Copy out every line exactly as given.

========

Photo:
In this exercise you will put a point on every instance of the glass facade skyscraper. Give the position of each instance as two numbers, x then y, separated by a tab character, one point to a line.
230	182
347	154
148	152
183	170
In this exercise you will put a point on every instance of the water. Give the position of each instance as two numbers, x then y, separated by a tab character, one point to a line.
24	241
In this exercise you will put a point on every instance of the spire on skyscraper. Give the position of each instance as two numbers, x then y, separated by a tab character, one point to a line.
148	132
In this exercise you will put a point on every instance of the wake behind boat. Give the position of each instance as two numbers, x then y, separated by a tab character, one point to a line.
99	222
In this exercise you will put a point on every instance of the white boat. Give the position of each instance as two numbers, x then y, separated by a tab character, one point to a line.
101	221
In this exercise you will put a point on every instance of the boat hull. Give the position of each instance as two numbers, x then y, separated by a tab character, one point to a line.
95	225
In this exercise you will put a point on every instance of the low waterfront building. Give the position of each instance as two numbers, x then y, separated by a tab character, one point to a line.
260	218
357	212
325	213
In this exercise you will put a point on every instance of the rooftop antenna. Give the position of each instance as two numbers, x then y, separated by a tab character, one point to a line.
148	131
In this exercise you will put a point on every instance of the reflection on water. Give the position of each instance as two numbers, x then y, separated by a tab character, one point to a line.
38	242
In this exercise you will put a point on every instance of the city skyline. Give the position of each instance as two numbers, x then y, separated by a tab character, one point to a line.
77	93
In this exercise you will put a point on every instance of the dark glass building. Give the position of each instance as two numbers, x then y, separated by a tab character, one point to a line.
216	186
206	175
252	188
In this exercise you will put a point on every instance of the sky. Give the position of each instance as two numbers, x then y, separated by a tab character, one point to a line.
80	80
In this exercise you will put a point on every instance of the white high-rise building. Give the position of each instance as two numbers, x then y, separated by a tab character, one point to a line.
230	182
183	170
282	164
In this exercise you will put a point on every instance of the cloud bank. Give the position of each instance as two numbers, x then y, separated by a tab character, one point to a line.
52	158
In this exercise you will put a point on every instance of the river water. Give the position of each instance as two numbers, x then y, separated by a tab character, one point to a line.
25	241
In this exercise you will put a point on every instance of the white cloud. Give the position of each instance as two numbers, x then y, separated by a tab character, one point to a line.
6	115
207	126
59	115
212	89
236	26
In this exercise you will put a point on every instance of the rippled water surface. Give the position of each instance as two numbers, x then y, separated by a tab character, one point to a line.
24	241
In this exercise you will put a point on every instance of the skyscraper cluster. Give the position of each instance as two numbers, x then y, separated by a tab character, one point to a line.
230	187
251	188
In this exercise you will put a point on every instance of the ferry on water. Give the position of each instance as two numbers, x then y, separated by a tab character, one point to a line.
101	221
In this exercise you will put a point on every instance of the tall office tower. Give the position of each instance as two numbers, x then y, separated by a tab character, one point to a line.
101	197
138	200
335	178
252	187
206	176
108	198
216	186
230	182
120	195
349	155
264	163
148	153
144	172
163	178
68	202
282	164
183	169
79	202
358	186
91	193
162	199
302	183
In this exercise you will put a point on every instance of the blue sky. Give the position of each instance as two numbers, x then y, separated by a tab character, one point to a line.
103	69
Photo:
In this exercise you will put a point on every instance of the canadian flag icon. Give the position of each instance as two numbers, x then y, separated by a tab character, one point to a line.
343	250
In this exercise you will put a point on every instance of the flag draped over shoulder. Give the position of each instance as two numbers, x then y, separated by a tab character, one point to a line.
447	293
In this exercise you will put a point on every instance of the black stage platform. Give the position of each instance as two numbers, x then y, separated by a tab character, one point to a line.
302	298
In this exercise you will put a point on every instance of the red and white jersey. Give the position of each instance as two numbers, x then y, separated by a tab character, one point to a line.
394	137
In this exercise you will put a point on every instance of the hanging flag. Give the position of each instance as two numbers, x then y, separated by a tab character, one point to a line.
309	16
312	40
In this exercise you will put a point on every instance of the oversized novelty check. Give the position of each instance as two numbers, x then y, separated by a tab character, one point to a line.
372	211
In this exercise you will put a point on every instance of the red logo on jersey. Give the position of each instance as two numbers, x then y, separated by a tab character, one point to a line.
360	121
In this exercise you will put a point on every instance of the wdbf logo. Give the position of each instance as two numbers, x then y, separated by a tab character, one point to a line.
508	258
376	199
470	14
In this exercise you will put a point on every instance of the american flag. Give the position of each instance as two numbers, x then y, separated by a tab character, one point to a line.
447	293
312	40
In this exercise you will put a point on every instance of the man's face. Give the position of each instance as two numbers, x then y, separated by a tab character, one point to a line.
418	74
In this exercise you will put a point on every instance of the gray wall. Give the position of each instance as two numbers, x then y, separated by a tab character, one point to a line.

========

■ **EXPECTED ANSWER**:
Photo:
In this exercise you will put a point on every instance of the glass facade skyscraper. Give the position of each instance as two numbers, x then y, separated by a tab character, one point to a line.
230	182
347	154
148	152
183	170
In this exercise you will put a point on every instance of the water. Give the position of each instance as two numbers, x then y, separated by a tab character, one point to a line.
24	241
In this exercise you will put a point on every instance of the spire on skyscraper. Give the position of each instance as two numbers, x then y, separated by a tab character, one point to a line.
148	132
In this exercise you will put a point on every instance of the wake behind boat. Give the position of each instance as two numbers, x then y, separated by a tab character, one point to a line.
99	222
In this exercise you will put a point on every instance of the white boat. Give the position of each instance as two numbers, x then y, separated by a tab character, one point to a line.
101	221
In this exercise you will put a point on every instance of the boat hull. Give the position of each instance as two numbers, x then y, separated by a tab character, one point to a line.
95	225
In this exercise you will put a point on every instance of the low waterfront building. Give the position of each instance as two numbers, x then y, separated by a tab character, one point to a line.
260	218
357	212
325	213
In this exercise you will put a point on every instance of the rooftop antenna. Give the position of each instance as two numbers, x then y, separated by a tab character, one point to a line.
148	131
In this exercise you will put a point on every instance of the reflection on water. Give the position of each instance as two numbers, x then y, separated by a tab character, one point to a line.
38	242
In this exercise you will put a point on every instance of the city skyline. Give the position of each instance as two numbers, x then y, separated by a tab character, one point to a line.
77	93
In this exercise you will put a point on every instance of the dark glass building. Give the position of each instance as two numbers, x then y, separated by a tab character, one point to a line.
216	186
206	175
252	188
In this exercise you will put a point on every instance of the sky. Give the position of each instance as two numbers, x then y, separated by a tab character, one point to a line.
80	80
In this exercise you will put a point on every instance of the white high-rise building. Give the position of each instance as two numbers, x then y, separated by a tab character, one point to a line.
230	182
183	170
282	164
In this exercise you will put a point on every instance of the cloud bank. Give the position of each instance as two numbers, x then y, separated by a tab character, one point to a line.
52	158
In this exercise you will put a point on every instance of the river water. Give the position of each instance as two numbers, x then y, separated by a tab character, one point to a line.
25	241
In this exercise you will put a point on every instance of the white cloud. Give the position of each instance as two numbers, x then y, separated by a tab character, one point to a line.
6	115
207	126
59	115
212	89
236	26
In this exercise you will put a point on every instance of the rippled water surface. Give the position of each instance as two numbers, x then y, separated by a tab character, one point to a line.
24	241
In this exercise you will put a point on every instance of the skyscraper cluster. Give the position of each instance as two numbers, x then y, separated by a tab character, one point to a line.
230	187
251	188
In this exercise you will put a point on every instance of the ferry on water. Give the position of each instance as two numbers, x then y, separated by a tab character, one point to a line.
101	221
In this exercise you will put a point on every instance of the tall office tower. Give the position of each instance as two numbers, x then y, separated by a tab character, one point to a line.
101	197
138	200
335	178
252	187
206	176
108	198
216	186
230	182
120	195
349	155
264	163
148	153
144	172
163	178
68	202
282	164
183	169
79	202
358	186
91	193
162	199
302	183
In this exercise you will put a point on every instance of the blue sky. Give the position of each instance as two numbers, x then y, separated by a tab character, one point to a line.
103	69
Photo:
In this exercise you will put a point on every instance of the canadian flag icon. Give the position of each instance as two numbers, x then y, separated by a tab character, one point to a line.
343	250
In this exercise you will put a point on every instance of the flag draped over shoulder. Give the position of each instance as two numbers, x then y, separated by a tab character, one point to a line.
447	293
In this exercise you will put a point on every instance of the black stage platform. Give the position of each instance as two numbers, x then y, separated by a tab character, one point to a line.
302	298
In this exercise you will put a point on every instance of the red and white jersey. Give the position of each instance as two numbers, x then y, separated by a tab character, one point to a line.
394	137
In this exercise you will put a point on every instance of the hanging flag. Give the position of each instance as two numbers, x then y, separated by a tab character, one point to a line.
309	16
312	40
In this exercise you will put a point on every instance of the oversized novelty check. Give the position of each instance as two numbers, x then y, separated by a tab character, one point to a line.
372	211
In this exercise you will put a point on every instance of the red logo on jersey. Give the position of each instance as two numbers, x then y, separated by a tab character, one point to a line.
360	121
In this exercise you will put a point on every instance of the wdbf logo. Give the position of each instance as two numbers, x then y, separated by a tab character, one point to a line.
508	258
376	199
470	14
In this exercise you will put a point on every instance of the american flag. Give the position of each instance as two numbers, x then y, separated by a tab character, one point to a line.
447	293
312	40
In this exercise you will put a point on every instance of the man's face. Give the position of each instance as two numbers, x then y, separated by a tab character, one point to a line.
418	74
In this exercise you will put a point on every instance of the gray wall. Give the position of each instance as two numbers, x then y, separated by a tab character, one point to a line.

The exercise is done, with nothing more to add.